— Begin Dataset rows —

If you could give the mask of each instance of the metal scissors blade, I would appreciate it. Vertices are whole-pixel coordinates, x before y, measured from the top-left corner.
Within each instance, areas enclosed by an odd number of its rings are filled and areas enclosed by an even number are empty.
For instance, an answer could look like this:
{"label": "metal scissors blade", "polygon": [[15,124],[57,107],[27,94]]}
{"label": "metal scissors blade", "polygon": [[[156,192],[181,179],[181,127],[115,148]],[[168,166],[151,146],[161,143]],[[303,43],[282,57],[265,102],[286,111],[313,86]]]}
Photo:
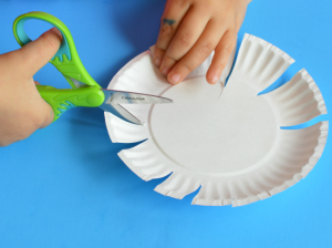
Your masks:
{"label": "metal scissors blade", "polygon": [[107,111],[123,121],[131,122],[137,125],[143,123],[135,117],[131,112],[124,108],[120,103],[123,104],[155,104],[155,103],[173,103],[173,100],[165,99],[157,95],[141,94],[126,91],[113,91],[101,89],[105,94],[105,100],[100,107]]}

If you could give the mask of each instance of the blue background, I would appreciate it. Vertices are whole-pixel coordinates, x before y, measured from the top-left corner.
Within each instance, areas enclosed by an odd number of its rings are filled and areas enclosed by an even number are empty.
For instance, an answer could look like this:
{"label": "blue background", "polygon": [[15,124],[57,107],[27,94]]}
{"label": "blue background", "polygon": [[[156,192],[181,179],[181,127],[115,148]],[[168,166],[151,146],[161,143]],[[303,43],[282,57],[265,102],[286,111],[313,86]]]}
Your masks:
{"label": "blue background", "polygon": [[[104,87],[157,38],[165,0],[1,1],[0,53],[19,49],[13,20],[39,10],[71,30],[90,74]],[[330,0],[253,0],[239,32],[297,60],[277,84],[304,68],[332,111]],[[50,28],[27,23],[37,38]],[[48,64],[42,84],[65,87]],[[331,120],[330,115],[319,120]],[[1,128],[1,127],[0,127]],[[0,148],[0,247],[330,247],[331,142],[309,176],[245,207],[191,206],[153,189],[117,157],[103,112],[75,108],[25,141]]]}

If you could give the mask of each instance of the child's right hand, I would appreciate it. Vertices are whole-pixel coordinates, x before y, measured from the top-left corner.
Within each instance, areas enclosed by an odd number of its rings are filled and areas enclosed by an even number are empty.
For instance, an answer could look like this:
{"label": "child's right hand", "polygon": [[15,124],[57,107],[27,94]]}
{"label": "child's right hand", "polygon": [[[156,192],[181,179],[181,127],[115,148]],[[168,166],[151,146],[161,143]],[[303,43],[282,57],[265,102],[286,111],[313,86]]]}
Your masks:
{"label": "child's right hand", "polygon": [[0,54],[0,146],[52,123],[53,110],[40,96],[32,76],[54,56],[61,40],[53,28],[20,50]]}

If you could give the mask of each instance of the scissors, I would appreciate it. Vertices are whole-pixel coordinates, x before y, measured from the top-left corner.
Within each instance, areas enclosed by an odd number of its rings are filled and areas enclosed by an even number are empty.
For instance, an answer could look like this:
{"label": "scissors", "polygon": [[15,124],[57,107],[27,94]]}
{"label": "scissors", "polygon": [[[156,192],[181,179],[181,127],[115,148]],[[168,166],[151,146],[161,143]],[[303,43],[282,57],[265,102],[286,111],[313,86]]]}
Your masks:
{"label": "scissors", "polygon": [[13,33],[21,46],[31,42],[23,29],[24,22],[31,19],[52,24],[59,29],[63,37],[60,49],[51,59],[50,63],[62,73],[72,89],[55,89],[48,85],[37,85],[42,99],[46,101],[54,111],[53,122],[72,107],[98,106],[126,122],[143,125],[137,117],[121,104],[173,103],[172,100],[157,95],[102,89],[83,66],[75,49],[72,34],[66,25],[52,14],[34,11],[22,14],[15,19]]}

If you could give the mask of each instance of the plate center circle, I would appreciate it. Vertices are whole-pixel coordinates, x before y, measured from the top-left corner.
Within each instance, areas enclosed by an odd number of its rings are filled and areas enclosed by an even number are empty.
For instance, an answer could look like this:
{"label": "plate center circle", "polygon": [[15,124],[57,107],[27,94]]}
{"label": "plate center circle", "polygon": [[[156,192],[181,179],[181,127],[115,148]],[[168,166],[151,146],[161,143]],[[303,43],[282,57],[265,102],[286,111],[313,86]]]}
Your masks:
{"label": "plate center circle", "polygon": [[173,104],[151,112],[152,137],[181,167],[225,174],[246,169],[271,149],[277,130],[263,95],[246,83],[209,85],[205,78],[187,80],[163,93]]}

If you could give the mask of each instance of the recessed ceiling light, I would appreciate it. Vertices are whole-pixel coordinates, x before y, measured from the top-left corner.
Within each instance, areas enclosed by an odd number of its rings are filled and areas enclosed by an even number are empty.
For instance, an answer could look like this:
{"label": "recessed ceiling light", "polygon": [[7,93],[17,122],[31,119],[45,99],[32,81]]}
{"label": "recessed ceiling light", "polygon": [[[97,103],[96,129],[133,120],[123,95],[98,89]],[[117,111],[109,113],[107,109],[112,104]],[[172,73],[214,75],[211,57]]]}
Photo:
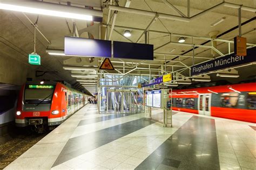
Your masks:
{"label": "recessed ceiling light", "polygon": [[131,31],[129,30],[125,30],[124,33],[124,37],[131,37]]}
{"label": "recessed ceiling light", "polygon": [[185,38],[184,37],[180,37],[179,38],[179,41],[178,41],[180,43],[183,43],[185,42]]}
{"label": "recessed ceiling light", "polygon": [[225,19],[226,19],[226,17],[223,17],[223,18],[220,18],[220,19],[218,19],[218,20],[215,21],[215,22],[214,22],[212,24],[211,24],[211,26],[213,27],[214,26],[216,26],[218,24],[219,24],[219,23],[224,22]]}
{"label": "recessed ceiling light", "polygon": [[171,50],[170,51],[170,52],[174,52],[174,51],[176,51],[176,48],[173,48],[173,49],[171,49]]}

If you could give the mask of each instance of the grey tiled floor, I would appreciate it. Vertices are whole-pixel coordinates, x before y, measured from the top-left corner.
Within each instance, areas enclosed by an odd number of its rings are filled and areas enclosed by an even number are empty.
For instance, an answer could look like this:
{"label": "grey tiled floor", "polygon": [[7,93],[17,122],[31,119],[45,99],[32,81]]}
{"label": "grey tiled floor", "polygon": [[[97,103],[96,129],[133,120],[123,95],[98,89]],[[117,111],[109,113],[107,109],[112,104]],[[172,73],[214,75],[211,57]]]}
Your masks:
{"label": "grey tiled floor", "polygon": [[254,124],[176,112],[164,128],[87,105],[6,169],[255,169]]}

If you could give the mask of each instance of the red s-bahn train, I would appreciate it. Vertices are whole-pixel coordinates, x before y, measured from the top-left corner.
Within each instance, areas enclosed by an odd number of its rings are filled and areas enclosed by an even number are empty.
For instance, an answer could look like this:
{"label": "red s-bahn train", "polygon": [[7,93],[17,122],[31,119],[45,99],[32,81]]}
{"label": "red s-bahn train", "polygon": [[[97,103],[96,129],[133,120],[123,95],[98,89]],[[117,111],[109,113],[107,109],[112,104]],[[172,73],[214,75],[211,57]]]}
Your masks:
{"label": "red s-bahn train", "polygon": [[88,96],[53,81],[28,82],[22,86],[17,105],[17,126],[42,133],[60,124],[87,103]]}
{"label": "red s-bahn train", "polygon": [[173,90],[172,109],[255,123],[256,83]]}

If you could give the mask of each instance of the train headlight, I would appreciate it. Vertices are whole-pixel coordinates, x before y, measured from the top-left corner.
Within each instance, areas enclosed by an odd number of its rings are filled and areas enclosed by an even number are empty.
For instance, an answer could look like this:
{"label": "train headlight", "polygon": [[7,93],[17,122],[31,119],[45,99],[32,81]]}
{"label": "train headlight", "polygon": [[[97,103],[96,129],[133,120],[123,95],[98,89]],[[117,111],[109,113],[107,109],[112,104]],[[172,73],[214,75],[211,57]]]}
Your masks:
{"label": "train headlight", "polygon": [[51,114],[52,115],[57,115],[59,114],[59,111],[58,110],[53,110],[51,112]]}

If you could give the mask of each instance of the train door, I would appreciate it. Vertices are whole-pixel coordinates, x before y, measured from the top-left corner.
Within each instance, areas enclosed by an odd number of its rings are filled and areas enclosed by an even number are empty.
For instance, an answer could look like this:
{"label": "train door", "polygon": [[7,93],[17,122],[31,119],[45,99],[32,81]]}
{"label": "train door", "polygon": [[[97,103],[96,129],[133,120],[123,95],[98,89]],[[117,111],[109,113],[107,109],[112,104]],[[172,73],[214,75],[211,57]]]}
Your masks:
{"label": "train door", "polygon": [[198,95],[198,113],[199,115],[211,116],[211,94]]}

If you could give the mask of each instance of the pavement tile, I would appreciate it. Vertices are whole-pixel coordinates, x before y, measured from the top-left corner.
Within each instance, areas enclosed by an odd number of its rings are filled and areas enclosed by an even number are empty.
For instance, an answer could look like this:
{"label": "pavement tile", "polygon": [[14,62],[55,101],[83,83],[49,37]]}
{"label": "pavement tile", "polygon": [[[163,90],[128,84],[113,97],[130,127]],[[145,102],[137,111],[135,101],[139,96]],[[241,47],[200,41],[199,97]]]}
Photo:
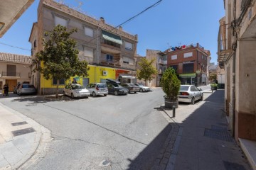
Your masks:
{"label": "pavement tile", "polygon": [[1,144],[0,146],[0,153],[3,154],[11,165],[14,165],[23,157],[23,154],[12,142],[6,142]]}
{"label": "pavement tile", "polygon": [[16,146],[18,150],[20,150],[22,154],[26,154],[28,153],[30,150],[30,149],[32,147],[32,144],[28,142],[26,139],[24,138],[18,138],[14,141],[11,141],[11,142]]}

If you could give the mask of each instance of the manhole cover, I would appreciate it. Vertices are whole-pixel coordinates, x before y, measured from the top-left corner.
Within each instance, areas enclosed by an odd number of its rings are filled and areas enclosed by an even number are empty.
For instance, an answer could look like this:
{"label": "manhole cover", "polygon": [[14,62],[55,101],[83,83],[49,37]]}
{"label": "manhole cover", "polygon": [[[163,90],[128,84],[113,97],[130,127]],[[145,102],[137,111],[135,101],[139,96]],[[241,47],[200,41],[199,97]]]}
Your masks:
{"label": "manhole cover", "polygon": [[204,136],[216,140],[234,142],[234,140],[229,132],[223,130],[205,129]]}
{"label": "manhole cover", "polygon": [[226,170],[245,170],[242,165],[236,163],[223,162],[223,164]]}
{"label": "manhole cover", "polygon": [[32,128],[12,131],[14,136],[18,136],[26,133],[33,132],[35,130]]}
{"label": "manhole cover", "polygon": [[28,124],[28,123],[24,121],[24,122],[18,122],[18,123],[11,123],[11,125],[13,126],[22,125],[25,125],[25,124]]}
{"label": "manhole cover", "polygon": [[103,160],[100,163],[100,166],[106,167],[110,165],[110,162],[108,160]]}

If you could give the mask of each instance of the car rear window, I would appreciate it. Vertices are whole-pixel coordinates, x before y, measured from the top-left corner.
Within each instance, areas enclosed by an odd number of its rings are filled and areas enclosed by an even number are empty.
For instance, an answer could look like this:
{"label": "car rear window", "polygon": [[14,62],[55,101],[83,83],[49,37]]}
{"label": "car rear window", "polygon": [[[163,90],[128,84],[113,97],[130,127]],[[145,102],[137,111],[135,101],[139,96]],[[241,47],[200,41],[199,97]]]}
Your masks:
{"label": "car rear window", "polygon": [[85,87],[82,86],[72,86],[72,89],[84,89]]}
{"label": "car rear window", "polygon": [[181,86],[181,89],[180,91],[188,91],[188,87],[187,86]]}
{"label": "car rear window", "polygon": [[31,84],[23,84],[22,88],[35,88],[33,85]]}
{"label": "car rear window", "polygon": [[136,85],[134,85],[134,84],[130,84],[129,85],[130,85],[131,86],[135,86],[135,87],[137,86],[136,86]]}
{"label": "car rear window", "polygon": [[97,87],[99,88],[106,88],[107,87],[107,84],[98,84]]}
{"label": "car rear window", "polygon": [[121,86],[120,85],[117,84],[113,84],[113,86],[115,87],[119,87]]}

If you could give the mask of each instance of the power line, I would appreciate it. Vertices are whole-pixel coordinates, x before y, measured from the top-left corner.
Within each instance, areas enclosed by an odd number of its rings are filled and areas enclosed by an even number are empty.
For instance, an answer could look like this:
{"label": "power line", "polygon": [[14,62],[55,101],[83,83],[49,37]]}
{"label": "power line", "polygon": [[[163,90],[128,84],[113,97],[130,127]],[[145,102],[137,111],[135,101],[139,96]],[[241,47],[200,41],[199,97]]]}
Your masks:
{"label": "power line", "polygon": [[[124,25],[124,24],[128,23],[128,22],[131,21],[132,20],[134,19],[136,17],[139,16],[139,15],[141,15],[141,14],[142,14],[143,13],[144,13],[144,12],[146,12],[146,11],[148,11],[149,9],[150,9],[150,8],[153,8],[153,7],[155,7],[155,6],[158,6],[159,4],[160,4],[160,3],[161,3],[162,1],[163,1],[163,0],[159,0],[159,1],[158,1],[157,2],[156,2],[155,4],[154,4],[153,5],[147,7],[146,8],[145,8],[144,10],[143,10],[142,11],[141,11],[141,12],[139,12],[139,13],[136,14],[135,16],[131,17],[130,18],[129,18],[129,19],[127,19],[127,21],[125,21],[124,22],[120,23],[120,24],[118,25],[117,26],[114,27],[112,29],[109,30],[108,31],[110,31],[110,32],[111,32],[112,30],[114,30],[114,29],[117,29],[117,28],[118,28],[118,27],[119,27],[119,26],[122,26],[122,25]],[[91,41],[92,41],[93,40],[95,40],[95,39],[98,38],[99,38],[100,36],[101,36],[101,35],[102,35],[102,34],[99,35],[97,36],[96,38],[92,38],[92,39],[91,39],[90,41],[87,41],[87,42],[87,42],[87,43],[90,43]],[[78,45],[77,46],[79,46],[79,45]]]}
{"label": "power line", "polygon": [[28,50],[28,49],[26,49],[26,48],[14,46],[14,45],[11,45],[5,44],[5,43],[1,42],[0,42],[0,44],[6,45],[6,46],[9,46],[11,47],[15,47],[15,48],[18,48],[18,49],[21,49],[21,50],[23,50],[31,51],[31,50]]}

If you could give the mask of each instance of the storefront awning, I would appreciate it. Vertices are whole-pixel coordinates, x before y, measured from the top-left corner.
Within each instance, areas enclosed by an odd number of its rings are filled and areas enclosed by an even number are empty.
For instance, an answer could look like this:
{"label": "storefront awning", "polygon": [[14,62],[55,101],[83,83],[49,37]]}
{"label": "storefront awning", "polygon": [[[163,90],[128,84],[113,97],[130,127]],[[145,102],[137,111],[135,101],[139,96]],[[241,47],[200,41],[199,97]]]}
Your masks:
{"label": "storefront awning", "polygon": [[180,74],[178,76],[181,77],[196,77],[196,73]]}
{"label": "storefront awning", "polygon": [[124,79],[135,79],[135,76],[134,76],[133,75],[127,74],[119,74],[119,77]]}
{"label": "storefront awning", "polygon": [[122,42],[120,36],[110,33],[105,30],[102,30],[102,32],[104,39],[116,42],[117,44],[122,45]]}

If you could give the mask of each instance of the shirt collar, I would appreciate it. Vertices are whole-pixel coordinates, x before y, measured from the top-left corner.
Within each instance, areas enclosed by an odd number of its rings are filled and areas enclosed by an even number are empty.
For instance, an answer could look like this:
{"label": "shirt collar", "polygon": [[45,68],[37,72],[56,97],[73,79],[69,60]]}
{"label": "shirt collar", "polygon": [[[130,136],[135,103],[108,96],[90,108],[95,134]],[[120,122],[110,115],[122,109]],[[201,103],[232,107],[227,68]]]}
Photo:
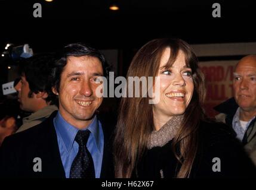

— End Dataset rows —

▶ **Instructions for the task**
Pick out every line above that contains the string "shirt", and copy each one. Case counts.

▶ **Solution for this problem**
If you could give the mask of each instance of the shirt collar, I would appreciate it. Vertices are whole-pixel coordinates, x before y, measured from the top-left corner.
{"label": "shirt collar", "polygon": [[45,68],[37,72],[56,97],[73,79],[69,60]]}
{"label": "shirt collar", "polygon": [[[130,136],[135,103],[108,96],[90,108],[95,134]],[[120,122],[110,115],[122,109]],[[201,103],[232,107],[227,68]]]}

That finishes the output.